Work request
Search the listing below for the line containing "Target: cake base". From there through the line containing "of the bokeh", transcribe every line exactly, both ends included.

Information
_ _ _ _ _ _ _

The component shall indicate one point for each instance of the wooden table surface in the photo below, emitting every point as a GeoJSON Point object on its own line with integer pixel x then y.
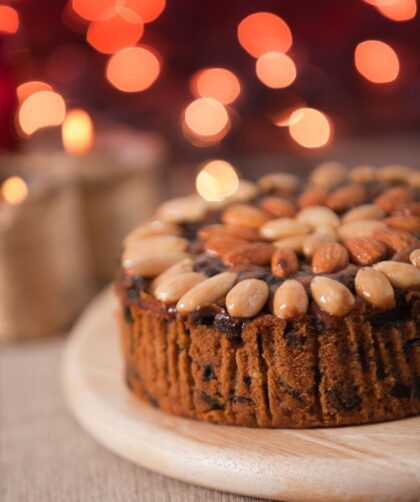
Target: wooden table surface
{"type": "Point", "coordinates": [46, 457]}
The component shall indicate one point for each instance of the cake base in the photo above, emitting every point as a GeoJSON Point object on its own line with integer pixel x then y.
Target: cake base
{"type": "Point", "coordinates": [379, 462]}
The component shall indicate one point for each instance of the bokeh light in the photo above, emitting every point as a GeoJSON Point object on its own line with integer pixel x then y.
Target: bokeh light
{"type": "Point", "coordinates": [42, 109]}
{"type": "Point", "coordinates": [92, 10]}
{"type": "Point", "coordinates": [9, 20]}
{"type": "Point", "coordinates": [217, 180]}
{"type": "Point", "coordinates": [310, 128]}
{"type": "Point", "coordinates": [206, 117]}
{"type": "Point", "coordinates": [133, 69]}
{"type": "Point", "coordinates": [376, 61]}
{"type": "Point", "coordinates": [216, 83]}
{"type": "Point", "coordinates": [276, 70]}
{"type": "Point", "coordinates": [122, 30]}
{"type": "Point", "coordinates": [264, 32]}
{"type": "Point", "coordinates": [25, 90]}
{"type": "Point", "coordinates": [148, 10]}
{"type": "Point", "coordinates": [15, 190]}
{"type": "Point", "coordinates": [77, 132]}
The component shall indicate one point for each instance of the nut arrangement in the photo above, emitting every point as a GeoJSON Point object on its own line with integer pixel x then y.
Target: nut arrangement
{"type": "Point", "coordinates": [277, 244]}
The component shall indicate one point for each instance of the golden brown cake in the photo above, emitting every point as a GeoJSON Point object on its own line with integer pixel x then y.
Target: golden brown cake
{"type": "Point", "coordinates": [290, 304]}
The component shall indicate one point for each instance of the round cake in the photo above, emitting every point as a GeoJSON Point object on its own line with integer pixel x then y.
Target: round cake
{"type": "Point", "coordinates": [292, 303]}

_ _ _ _ _ _ _

Completed exercise
Target: cake base
{"type": "Point", "coordinates": [379, 462]}
The component shall indicate one point for each instance of the bokeh light in the photo above, emitting every point as a GeoJSON Point object on its own line with integer pixel x then y.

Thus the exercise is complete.